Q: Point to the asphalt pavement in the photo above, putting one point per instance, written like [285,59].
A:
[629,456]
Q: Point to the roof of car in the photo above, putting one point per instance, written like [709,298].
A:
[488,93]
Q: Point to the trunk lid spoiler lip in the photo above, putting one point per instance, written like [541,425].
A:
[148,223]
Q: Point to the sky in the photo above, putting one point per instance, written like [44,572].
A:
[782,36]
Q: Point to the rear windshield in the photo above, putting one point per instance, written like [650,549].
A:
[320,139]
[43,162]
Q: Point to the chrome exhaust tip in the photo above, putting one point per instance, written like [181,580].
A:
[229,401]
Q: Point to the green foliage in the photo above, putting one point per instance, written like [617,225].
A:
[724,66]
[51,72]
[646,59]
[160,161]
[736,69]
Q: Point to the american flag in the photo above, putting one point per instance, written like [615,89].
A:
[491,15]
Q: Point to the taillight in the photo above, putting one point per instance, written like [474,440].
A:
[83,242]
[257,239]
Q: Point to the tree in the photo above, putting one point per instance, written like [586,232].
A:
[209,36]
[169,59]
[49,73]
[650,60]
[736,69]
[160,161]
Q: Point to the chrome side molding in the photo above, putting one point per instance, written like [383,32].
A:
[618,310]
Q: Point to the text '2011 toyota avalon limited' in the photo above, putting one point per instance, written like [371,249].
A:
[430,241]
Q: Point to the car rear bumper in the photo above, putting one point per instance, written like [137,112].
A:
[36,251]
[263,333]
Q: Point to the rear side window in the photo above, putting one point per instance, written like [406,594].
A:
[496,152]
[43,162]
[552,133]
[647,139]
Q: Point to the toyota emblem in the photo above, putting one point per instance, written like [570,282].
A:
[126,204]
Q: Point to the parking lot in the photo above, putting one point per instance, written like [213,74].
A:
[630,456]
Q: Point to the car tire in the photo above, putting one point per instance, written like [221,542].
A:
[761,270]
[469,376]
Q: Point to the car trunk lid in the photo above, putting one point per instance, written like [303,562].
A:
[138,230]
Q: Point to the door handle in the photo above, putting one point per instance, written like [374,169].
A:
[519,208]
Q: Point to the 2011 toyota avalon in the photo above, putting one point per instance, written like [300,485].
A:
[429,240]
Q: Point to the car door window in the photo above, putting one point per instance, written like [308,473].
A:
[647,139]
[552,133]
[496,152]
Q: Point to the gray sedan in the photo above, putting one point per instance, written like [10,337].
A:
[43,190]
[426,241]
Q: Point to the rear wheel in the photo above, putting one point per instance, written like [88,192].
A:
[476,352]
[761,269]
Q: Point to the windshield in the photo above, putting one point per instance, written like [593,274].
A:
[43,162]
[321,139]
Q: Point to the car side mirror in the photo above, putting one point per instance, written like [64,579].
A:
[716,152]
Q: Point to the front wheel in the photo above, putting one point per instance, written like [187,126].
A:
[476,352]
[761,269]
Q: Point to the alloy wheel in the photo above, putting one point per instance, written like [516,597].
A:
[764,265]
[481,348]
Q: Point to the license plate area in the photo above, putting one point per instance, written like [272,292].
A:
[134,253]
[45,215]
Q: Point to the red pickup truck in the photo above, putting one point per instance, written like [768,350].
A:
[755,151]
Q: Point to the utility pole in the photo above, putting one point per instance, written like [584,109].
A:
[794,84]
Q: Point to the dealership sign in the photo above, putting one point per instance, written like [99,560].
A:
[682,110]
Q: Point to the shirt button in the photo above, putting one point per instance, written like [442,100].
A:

- [Brief]: Copy the material above again, beginning at the line that contains "Q: Point to the utility" and continuing through the end of the material, and leave the requests and their sample formats unchanged. Multiply every coordinate in the answers by 0.65, then round each result to a whole number, with halves rounded up.

- [Completed task]:
Q: Point to the utility pole in the photo above, putting one point per instance, written like [584,109].
A:
[516,55]
Q: Point to the dealership sign in the photo above, putting one point per instance, written like [99,560].
A:
[443,72]
Q: Point to the shirt button in the photo above, putting one point per instance, written like [442,100].
A:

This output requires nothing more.